**TASK TO COMPLETE:**
Only the lines from the one that contains "the moth head" through the final line of the entries should be repeated, exactly as written.

(Stored items)
>>>>>

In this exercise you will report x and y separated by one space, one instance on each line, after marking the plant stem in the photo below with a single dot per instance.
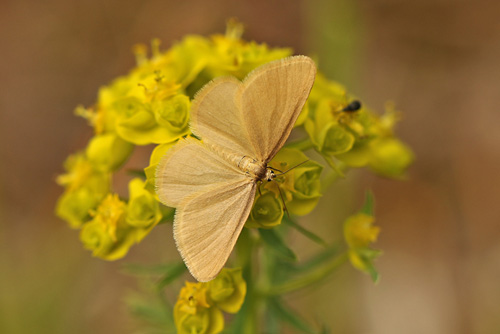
308 279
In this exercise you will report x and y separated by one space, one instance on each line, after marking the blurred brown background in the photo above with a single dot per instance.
437 59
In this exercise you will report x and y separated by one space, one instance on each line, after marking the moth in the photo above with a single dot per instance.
212 182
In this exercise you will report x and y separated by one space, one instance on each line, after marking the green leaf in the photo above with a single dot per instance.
369 203
289 316
274 241
148 270
308 234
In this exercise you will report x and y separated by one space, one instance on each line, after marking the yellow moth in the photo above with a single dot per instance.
212 182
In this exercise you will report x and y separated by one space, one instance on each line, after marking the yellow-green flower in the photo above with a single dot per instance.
359 233
301 186
85 188
107 152
80 173
101 234
193 313
143 209
327 134
154 160
390 157
137 122
173 114
228 290
75 206
267 211
205 321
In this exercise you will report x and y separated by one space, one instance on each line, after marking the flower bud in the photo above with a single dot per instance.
143 209
228 290
267 211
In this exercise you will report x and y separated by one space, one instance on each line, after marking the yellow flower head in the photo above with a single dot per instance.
359 233
267 211
109 213
359 230
228 290
193 297
143 209
301 185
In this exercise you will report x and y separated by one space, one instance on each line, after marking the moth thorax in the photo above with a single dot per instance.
253 167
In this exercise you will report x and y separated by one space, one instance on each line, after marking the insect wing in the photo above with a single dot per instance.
216 116
207 225
190 167
272 99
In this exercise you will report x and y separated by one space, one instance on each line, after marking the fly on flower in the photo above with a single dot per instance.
212 183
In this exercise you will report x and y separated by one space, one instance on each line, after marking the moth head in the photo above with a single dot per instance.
270 175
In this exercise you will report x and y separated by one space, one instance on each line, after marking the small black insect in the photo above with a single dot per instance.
353 106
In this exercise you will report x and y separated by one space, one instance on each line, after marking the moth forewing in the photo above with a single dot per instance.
217 118
272 99
212 183
208 224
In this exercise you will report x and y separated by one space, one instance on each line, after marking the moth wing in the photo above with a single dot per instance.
190 167
217 118
207 225
272 99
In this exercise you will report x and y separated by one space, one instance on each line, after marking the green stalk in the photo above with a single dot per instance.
308 279
302 145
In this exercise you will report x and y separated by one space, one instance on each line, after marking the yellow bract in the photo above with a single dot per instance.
359 233
198 308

<<<<<

**WRITTEN RESPONSE:**
In this exercise you will report x and y separated by one space, one instance on each line, after marking the moth head in the photo above with a single dot per instance.
270 175
In this exercise you will report x and y separated by one space, one instance on each line, after marking the small black insect in the photo above with a single dot per instance.
353 106
In this exercise you will report x and y separated by one space, one instance on each line, after marking the moth forewing in the photo above with a single dot per instance.
217 118
272 99
212 183
208 224
In this exercise you will report x and y separated by one space, one instance on each line, after marking the moth wing in the photo above with a single dot per instance.
190 167
217 118
207 225
272 99
In this exercise you will report x and y separated by one space, one instance on each line, after marking the green stalk in the photo above with a single dot per instance.
308 279
302 145
In this exercise you will report x and y separated by one space, one instance on each line, after marking the yellow bract in the photo above with a single dot per instance.
359 233
198 308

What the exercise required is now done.